Tiongkok Kunci Atasi Krisis Korut
WASHINGTON, SATUHARAPAN.COM - Ketegangan di Semenanjung Korea tinggi sejak Korea Utara meningkatkan uji coba rudal antarbenua. Uji coba bom hidrogen bulan lalu memicu kecaman Amerika Serikat (AS) dan internasional dan pemberlakuan serangkaian sanksi baru.
Segera setelah Donald Trump menjadi presiden AS, ia mengirim Menteri Pertahanan Jim Mattis ke wilayah itu untuk mengumumkan bahwa kebijakan kesabaran strategis dengan Korea Utara telah berakhir.
Mantan Wakil Kepala Angkatan Darat AS, Jenderal Jack Keane mengatakan, "Opsi militer itu akan dinyatakan terbuka lagi. Kebijakan Amerika sekarang adalah: untuk melucuti senjata nuklir Korea Utara. Sebelum itu terjadi, Amerika akan menggunakan sanksi ekonomi, memberi tekanan maksimal, mengisolasi rezim, dan menggunakan opsi militer sebagai upaya terakhir."
Pemerintahan Trump berhasil membuat diberlakukannya sanksi luas baru Perserikatan Bangsa-Bangsa (PBB) terhadap rezim Korea Utara. Tetapi, seperti pada masa lalu, tindakan semacam itu memerlukan dukungan dari Tiongkok.

Data Tersedia:
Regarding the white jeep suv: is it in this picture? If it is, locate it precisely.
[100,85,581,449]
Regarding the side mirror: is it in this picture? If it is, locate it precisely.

Tugas Dikerjakan:
a - Ketik ulang teks sumber, semua yang tertulis dari "Tiongkok Kunci Atasi" sampai ke "serangkaian sanksi baru.", tanpa mengubah satu kata pun.
b - Menurut teks sumber, siapa yang dikirim Donald Trump untuk mengumumkan berakhirnya kebijakan kesabaran strategis dengan Korea Utara?

Jawaban Tertulis:
a -
Tiongkok Kunci Atasi Krisis Korut
WASHINGTON, SATUHARAPAN.COM - Ketegangan di Semenanjung Korea tinggi sejak Korea Utara meningkatkan uji coba rudal antarbenua. Uji coba bom hidrogen bulan lalu memicu kecaman Amerika Serikat (AS) dan internasional dan pemberlakuan serangkaian sanksi baru.

b - Menteri Pertahanan Jim Mattis.